** Start of Data records **

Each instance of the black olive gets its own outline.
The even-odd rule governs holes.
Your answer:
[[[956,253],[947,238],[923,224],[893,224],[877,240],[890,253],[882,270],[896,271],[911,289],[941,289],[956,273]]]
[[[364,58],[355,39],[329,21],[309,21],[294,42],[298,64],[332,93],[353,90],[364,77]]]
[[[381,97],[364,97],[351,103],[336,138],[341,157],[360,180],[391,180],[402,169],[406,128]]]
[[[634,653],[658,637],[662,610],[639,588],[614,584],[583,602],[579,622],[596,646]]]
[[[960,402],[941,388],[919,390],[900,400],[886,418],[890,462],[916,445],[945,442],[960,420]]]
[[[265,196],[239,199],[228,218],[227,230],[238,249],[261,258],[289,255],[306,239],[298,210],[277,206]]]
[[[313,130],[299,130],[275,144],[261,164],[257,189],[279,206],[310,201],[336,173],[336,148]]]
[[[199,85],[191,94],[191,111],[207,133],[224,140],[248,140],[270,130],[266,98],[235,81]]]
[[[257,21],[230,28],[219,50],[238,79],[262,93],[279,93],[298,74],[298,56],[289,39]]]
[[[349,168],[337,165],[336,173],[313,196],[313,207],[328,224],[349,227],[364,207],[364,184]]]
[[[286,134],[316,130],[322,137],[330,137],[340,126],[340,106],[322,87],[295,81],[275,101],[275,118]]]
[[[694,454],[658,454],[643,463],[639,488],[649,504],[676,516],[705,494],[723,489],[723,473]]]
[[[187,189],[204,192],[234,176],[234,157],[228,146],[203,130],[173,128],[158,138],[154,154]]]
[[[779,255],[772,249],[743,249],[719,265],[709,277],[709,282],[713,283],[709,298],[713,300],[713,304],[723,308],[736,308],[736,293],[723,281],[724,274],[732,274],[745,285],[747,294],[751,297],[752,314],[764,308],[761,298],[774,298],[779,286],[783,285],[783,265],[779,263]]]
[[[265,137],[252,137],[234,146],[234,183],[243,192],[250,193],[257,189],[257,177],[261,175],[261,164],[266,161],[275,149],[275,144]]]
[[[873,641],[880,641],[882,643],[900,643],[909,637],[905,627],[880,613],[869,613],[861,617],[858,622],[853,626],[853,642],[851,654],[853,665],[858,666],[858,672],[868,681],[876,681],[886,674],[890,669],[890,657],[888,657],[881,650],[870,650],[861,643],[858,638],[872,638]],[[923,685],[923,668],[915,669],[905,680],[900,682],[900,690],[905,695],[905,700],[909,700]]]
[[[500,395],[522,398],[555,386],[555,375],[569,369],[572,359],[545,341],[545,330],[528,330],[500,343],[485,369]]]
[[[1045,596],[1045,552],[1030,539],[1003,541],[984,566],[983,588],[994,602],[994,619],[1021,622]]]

** End of Data records **

Problem statement
Take the entries and copy them out exactly.

Completed task
Each instance of the black olive gets its own outline.
The even-odd rule governs holes.
Your answer:
[[[956,253],[947,238],[923,224],[893,224],[877,240],[890,253],[882,270],[896,271],[911,289],[941,289],[956,273]]]
[[[364,58],[355,39],[329,21],[309,21],[294,42],[298,64],[332,93],[353,90],[364,77]]]
[[[381,97],[364,97],[351,103],[336,138],[341,157],[360,180],[391,180],[402,169],[406,128]]]
[[[634,653],[658,637],[662,610],[639,588],[614,584],[583,602],[579,622],[596,646]]]
[[[960,402],[941,388],[919,390],[900,400],[886,418],[890,462],[916,445],[945,442],[960,420]]]
[[[265,196],[239,199],[228,218],[227,230],[238,249],[261,258],[289,255],[306,239],[298,210],[277,206]]]
[[[313,130],[299,130],[275,144],[261,164],[257,189],[279,206],[310,201],[336,173],[336,148]]]
[[[199,85],[191,94],[191,111],[207,133],[224,140],[248,140],[270,130],[266,98],[235,81]]]
[[[257,21],[230,28],[219,50],[238,79],[262,93],[279,93],[298,74],[298,56],[289,39]]]
[[[349,168],[337,165],[336,173],[313,196],[313,207],[328,224],[349,227],[364,207],[364,184]]]
[[[286,134],[316,130],[322,137],[330,137],[340,126],[340,106],[322,87],[295,81],[275,101],[275,118]]]
[[[694,454],[658,454],[643,463],[639,488],[649,504],[676,516],[705,494],[723,489],[723,473]]]
[[[187,189],[204,192],[234,176],[234,157],[228,146],[203,130],[173,128],[158,138],[154,154]]]
[[[779,255],[772,249],[743,249],[719,265],[709,277],[709,282],[713,283],[709,298],[713,300],[713,304],[723,308],[736,308],[736,293],[723,281],[724,274],[732,274],[745,285],[747,294],[751,297],[752,314],[764,308],[761,298],[774,298],[779,286],[783,285],[783,265],[779,263]]]
[[[265,137],[252,137],[234,146],[234,183],[243,192],[250,193],[257,189],[257,177],[261,175],[261,164],[266,161],[275,149],[275,144]]]
[[[873,641],[880,641],[882,643],[900,643],[909,637],[905,627],[880,613],[869,613],[861,617],[858,622],[853,626],[853,642],[851,654],[853,665],[858,666],[858,672],[868,681],[876,681],[886,674],[890,669],[890,657],[888,657],[881,650],[870,650],[861,643],[858,638],[872,638]],[[923,685],[923,668],[915,669],[905,680],[900,682],[900,690],[905,695],[905,700],[909,700]]]
[[[500,395],[522,398],[555,386],[555,375],[569,369],[572,359],[545,341],[545,330],[528,330],[500,343],[485,369]]]
[[[1045,596],[1045,552],[1030,539],[1003,541],[984,566],[983,588],[994,602],[994,619],[1021,622]]]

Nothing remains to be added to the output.